[rescue] backup software

N.Miller vraptor at promessage.com
Wed Aug 6 15:21:27 CDT 2003


On Wednesday, August 6, 2003, at 10:34 AM, William Enestvedt wrote:

> Charles Shannon Hendrix wrote:
>>
>> For the most part, I wish to have a scalable backup system that leaves
>> the actual archives in a format than can be read without the backup
>> system.

The OMT ("Official Management Term") for this is "bare metal restore".
NetBackup, iirc, has something to do this with.

>    NetBackup uses (GNU?) tar to write the archives, and its "database" 
> is a
> vast directory of ASCII files with ctime time-stamps.  Sure, I cuss 
> the out a lot, but at least I can write my own (homely) shells scripts 
> to work with the stuff. (Tape with multiplexed backups is another 
> question entirely...)

And if you are using any kind of linear tape drive, you want a
multiplexed backup, else you are chewing the heads on the tape
drive to shreds.  If you don't feed enough of a stream to LTO/
DLT/AIT, the tape basically saws back and forth over the head
as it writes each "line" of the tape on each segment (block?)

§ §

**DIRECTION A:** Retype the mailing list message on backup software in full, with nothing changed.
The mailing list message and the records come from unrelated sources.

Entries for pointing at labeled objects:
§ §

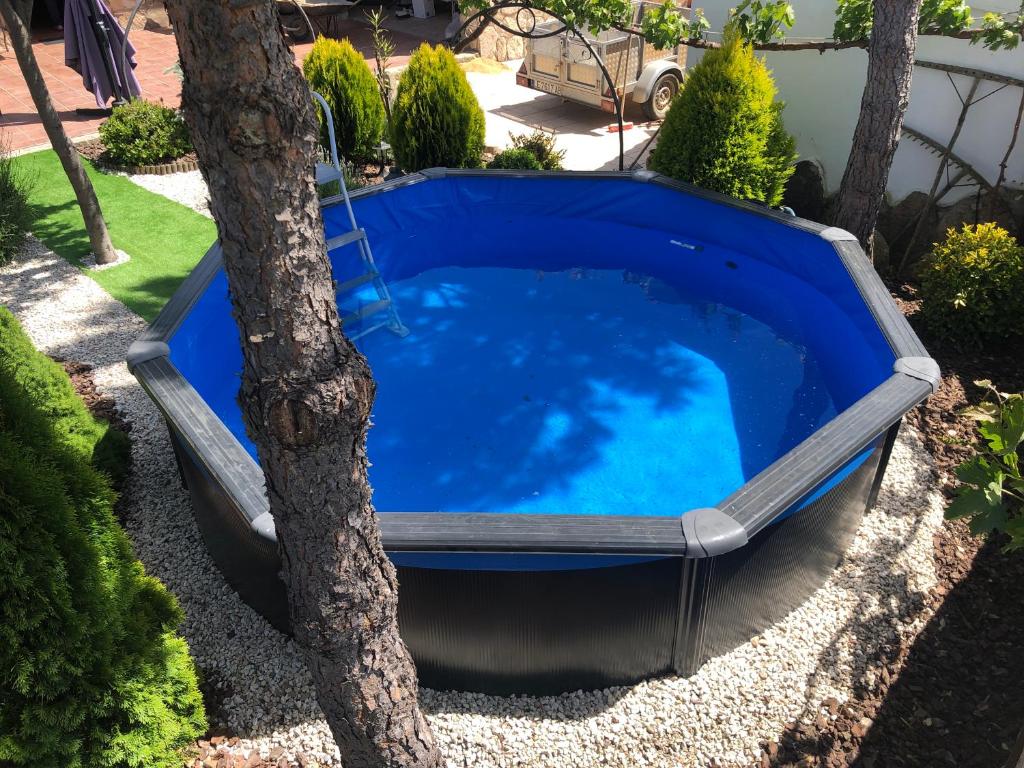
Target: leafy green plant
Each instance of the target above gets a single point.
(337, 72)
(948, 17)
(516, 160)
(144, 133)
(542, 146)
(383, 50)
(436, 120)
(991, 494)
(763, 20)
(724, 130)
(15, 214)
(973, 286)
(92, 674)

§ §

**DIRECTION B:** Gather every line of the records that contains the string "Each"; the match is case-sensitive.

**WORKED SOLUTION A:**
[rescue] backup software

N.Miller vraptor at promessage.com
Wed Aug 6 15:21:27 CDT 2003


On Wednesday, August 6, 2003, at 10:34 AM, William Enestvedt wrote:

> Charles Shannon Hendrix wrote:
>>
>> For the most part, I wish to have a scalable backup system that leaves
>> the actual archives in a format than can be read without the backup
>> system.

The OMT ("Official Management Term") for this is "bare metal restore".
NetBackup, iirc, has something to do this with.

>    NetBackup uses (GNU?) tar to write the archives, and its "database" 
> is a
> vast directory of ASCII files with ctime time-stamps.  Sure, I cuss 
> the out a lot, but at least I can write my own (homely) shells scripts 
> to work with the stuff. (Tape with multiplexed backups is another 
> question entirely...)

And if you are using any kind of linear tape drive, you want a
multiplexed backup, else you are chewing the heads on the tape
drive to shreds.  If you don't feed enough of a stream to LTO/
DLT/AIT, the tape basically saws back and forth over the head
as it writes each "line" of the tape on each segment (block?)

**WORKED SOLUTION B:**
Each instance of the target above gets a single point.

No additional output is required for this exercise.